§ **Problem description**
Repeat precisely the span of lines below that opens with the line containing "Target: roof" and closes with the line containing "point like [277,218].", both included.
*** Block opens ***
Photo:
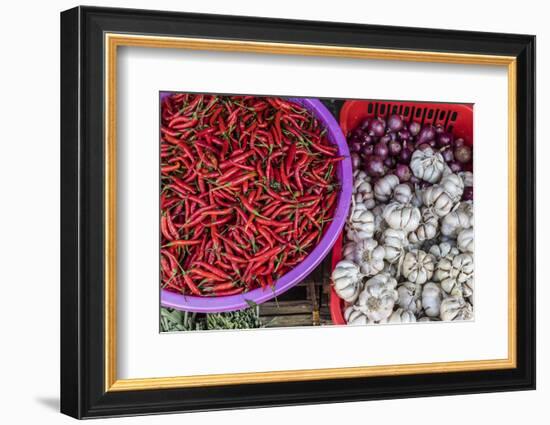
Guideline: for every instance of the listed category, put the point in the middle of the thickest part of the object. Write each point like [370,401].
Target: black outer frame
[82,215]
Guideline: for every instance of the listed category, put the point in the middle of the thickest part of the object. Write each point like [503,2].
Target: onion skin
[403,172]
[365,139]
[447,155]
[426,134]
[381,150]
[377,127]
[463,154]
[389,162]
[355,146]
[456,167]
[444,139]
[395,123]
[386,138]
[414,128]
[367,150]
[394,147]
[374,166]
[405,156]
[364,125]
[355,160]
[459,142]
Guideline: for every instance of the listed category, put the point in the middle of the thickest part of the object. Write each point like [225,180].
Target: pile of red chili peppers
[248,185]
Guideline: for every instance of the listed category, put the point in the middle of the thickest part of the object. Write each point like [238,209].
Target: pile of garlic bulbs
[408,249]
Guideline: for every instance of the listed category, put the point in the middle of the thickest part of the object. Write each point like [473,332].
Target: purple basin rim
[298,273]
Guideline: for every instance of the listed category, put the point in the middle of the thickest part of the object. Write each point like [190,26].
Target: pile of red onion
[384,146]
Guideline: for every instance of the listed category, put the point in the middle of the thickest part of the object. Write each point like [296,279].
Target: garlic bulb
[403,194]
[465,240]
[427,165]
[454,272]
[453,186]
[467,178]
[360,224]
[465,290]
[395,242]
[409,296]
[418,266]
[438,200]
[443,249]
[367,254]
[378,297]
[460,218]
[431,299]
[456,308]
[416,200]
[347,280]
[379,223]
[354,317]
[383,188]
[427,229]
[401,316]
[402,217]
[362,190]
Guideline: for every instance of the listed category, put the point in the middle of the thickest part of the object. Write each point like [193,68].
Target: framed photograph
[261,212]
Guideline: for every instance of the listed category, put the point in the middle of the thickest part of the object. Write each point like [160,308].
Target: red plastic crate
[456,118]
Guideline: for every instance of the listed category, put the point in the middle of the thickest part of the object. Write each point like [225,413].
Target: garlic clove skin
[402,217]
[427,165]
[403,194]
[432,296]
[453,185]
[409,296]
[383,188]
[378,297]
[347,280]
[360,223]
[465,240]
[418,266]
[456,308]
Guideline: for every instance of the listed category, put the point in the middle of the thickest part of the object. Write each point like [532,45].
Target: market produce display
[409,240]
[248,185]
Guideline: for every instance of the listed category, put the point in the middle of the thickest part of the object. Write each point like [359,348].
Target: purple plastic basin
[294,276]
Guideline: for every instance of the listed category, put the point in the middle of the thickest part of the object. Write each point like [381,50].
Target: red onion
[394,147]
[414,128]
[365,138]
[405,156]
[395,122]
[463,154]
[355,146]
[374,166]
[387,138]
[444,139]
[447,155]
[404,135]
[426,134]
[468,194]
[381,150]
[458,142]
[355,161]
[403,172]
[456,167]
[377,127]
[367,150]
[364,124]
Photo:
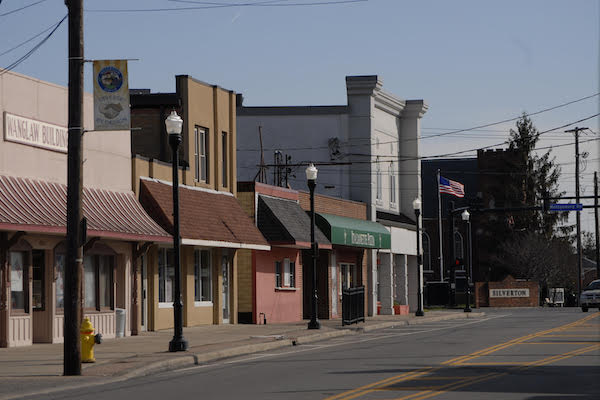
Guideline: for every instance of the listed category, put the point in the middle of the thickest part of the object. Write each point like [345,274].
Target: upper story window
[224,151]
[392,185]
[201,154]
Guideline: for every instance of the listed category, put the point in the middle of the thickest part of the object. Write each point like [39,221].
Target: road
[510,354]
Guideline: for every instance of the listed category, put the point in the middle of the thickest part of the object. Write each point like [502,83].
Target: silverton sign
[509,292]
[35,133]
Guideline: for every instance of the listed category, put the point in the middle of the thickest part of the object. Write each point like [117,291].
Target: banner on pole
[111,96]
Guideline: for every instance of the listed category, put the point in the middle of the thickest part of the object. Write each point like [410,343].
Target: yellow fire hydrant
[88,340]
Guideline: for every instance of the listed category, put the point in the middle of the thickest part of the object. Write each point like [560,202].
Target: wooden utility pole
[596,225]
[576,131]
[72,345]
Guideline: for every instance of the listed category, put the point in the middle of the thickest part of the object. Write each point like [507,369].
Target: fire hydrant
[88,340]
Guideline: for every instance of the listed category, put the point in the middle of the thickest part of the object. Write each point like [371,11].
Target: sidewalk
[38,368]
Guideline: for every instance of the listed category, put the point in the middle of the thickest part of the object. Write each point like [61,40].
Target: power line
[33,50]
[224,5]
[22,8]
[30,39]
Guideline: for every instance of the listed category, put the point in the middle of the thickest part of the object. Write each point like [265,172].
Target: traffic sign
[566,207]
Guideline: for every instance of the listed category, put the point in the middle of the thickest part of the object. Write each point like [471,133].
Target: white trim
[200,189]
[229,245]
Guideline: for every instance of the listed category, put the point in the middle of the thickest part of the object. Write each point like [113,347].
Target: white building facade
[365,151]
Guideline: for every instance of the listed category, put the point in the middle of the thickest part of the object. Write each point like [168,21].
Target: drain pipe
[264,318]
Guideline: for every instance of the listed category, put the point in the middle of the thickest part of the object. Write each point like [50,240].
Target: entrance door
[144,324]
[225,300]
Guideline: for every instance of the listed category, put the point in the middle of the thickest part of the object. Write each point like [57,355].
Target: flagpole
[440,227]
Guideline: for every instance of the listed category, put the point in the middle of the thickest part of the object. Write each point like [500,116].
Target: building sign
[111,95]
[35,133]
[362,239]
[509,292]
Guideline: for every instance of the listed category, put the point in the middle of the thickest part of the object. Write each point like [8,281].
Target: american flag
[451,187]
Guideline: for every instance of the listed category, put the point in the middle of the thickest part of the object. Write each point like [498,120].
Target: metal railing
[353,305]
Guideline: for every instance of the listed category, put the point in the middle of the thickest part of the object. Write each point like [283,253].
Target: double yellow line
[434,391]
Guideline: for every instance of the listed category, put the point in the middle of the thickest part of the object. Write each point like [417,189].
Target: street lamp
[311,177]
[174,124]
[417,208]
[467,217]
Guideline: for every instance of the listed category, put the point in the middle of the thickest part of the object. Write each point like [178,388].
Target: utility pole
[596,225]
[72,345]
[576,131]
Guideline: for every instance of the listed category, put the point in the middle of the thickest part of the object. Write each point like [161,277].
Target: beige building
[33,173]
[213,225]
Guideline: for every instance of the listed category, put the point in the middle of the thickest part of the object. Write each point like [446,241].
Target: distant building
[374,143]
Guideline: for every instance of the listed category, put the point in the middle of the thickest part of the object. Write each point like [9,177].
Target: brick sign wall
[507,293]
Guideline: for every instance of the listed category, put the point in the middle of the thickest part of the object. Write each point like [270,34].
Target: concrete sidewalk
[38,369]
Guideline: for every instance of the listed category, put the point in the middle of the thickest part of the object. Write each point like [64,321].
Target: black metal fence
[353,305]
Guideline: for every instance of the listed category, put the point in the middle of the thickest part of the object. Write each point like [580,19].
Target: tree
[537,179]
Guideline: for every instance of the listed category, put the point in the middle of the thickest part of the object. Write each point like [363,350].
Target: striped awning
[32,205]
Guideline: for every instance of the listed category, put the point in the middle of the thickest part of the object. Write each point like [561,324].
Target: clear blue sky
[474,62]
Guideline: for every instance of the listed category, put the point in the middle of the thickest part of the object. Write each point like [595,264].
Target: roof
[38,206]
[207,217]
[354,232]
[285,223]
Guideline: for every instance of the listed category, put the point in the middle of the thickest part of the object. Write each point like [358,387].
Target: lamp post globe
[311,178]
[417,208]
[466,216]
[173,125]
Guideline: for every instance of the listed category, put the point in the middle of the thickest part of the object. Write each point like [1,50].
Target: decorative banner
[35,133]
[111,96]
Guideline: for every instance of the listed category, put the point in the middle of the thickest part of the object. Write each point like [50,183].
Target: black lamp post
[174,124]
[311,177]
[467,217]
[417,208]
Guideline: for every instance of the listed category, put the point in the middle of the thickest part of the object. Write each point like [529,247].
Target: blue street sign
[566,207]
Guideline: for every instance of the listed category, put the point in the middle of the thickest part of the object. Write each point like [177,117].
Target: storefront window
[18,281]
[202,276]
[98,281]
[38,280]
[166,275]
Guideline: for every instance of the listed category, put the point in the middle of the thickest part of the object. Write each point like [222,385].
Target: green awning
[353,232]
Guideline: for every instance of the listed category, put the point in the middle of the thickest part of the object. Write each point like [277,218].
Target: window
[39,281]
[202,276]
[285,273]
[98,281]
[392,185]
[426,253]
[378,183]
[349,276]
[201,154]
[458,245]
[224,150]
[166,275]
[19,280]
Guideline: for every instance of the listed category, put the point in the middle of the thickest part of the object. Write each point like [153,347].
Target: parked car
[590,296]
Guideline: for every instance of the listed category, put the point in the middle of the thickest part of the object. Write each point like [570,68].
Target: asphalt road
[510,354]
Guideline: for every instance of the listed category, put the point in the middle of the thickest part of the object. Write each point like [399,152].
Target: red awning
[207,217]
[38,206]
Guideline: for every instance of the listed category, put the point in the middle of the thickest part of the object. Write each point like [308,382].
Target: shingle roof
[206,217]
[284,222]
[38,206]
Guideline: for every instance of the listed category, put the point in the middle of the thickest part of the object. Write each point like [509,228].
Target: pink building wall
[279,305]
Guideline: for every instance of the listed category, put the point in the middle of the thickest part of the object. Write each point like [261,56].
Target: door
[225,276]
[144,324]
*** Block closes ***
§ **Output below**
Target: roof
[38,206]
[207,217]
[354,232]
[285,223]
Guideline: for every instance of the listed category, put the point in the middle of the thickest part of the object. Write each point like [358,387].
Target: lamp post globe
[311,178]
[417,208]
[466,216]
[173,125]
Guideline: for every instance of the listed category, put the point in the middle of the thickest part of the object. Write each point like [1,50].
Target: decorative banner
[35,133]
[111,96]
Guideline: for every instance of the listed category, put the point in the middle of the thickest part of the object. Write each point like [50,183].
Target: black lamp post
[174,124]
[311,177]
[467,217]
[417,208]
Guideline: for every instance of the listed category, put the point in the middle of the thickest part of the object. Write each point like [529,247].
Target: blue street sign
[566,207]
Guideline: for every instance of the listed category, put the point in the middle of the thickest part of the object. Write each point like [177,117].
Target: storefront window
[18,281]
[202,276]
[98,281]
[38,280]
[166,275]
Guideline: for every instance of the listed category, put the point in the middle of the thickest part of the object. Write each point like [222,385].
Target: green awning
[353,232]
Guideline: for every instance of the listed category, put the point in the middle of the thickest part of the object. Write each point like [277,218].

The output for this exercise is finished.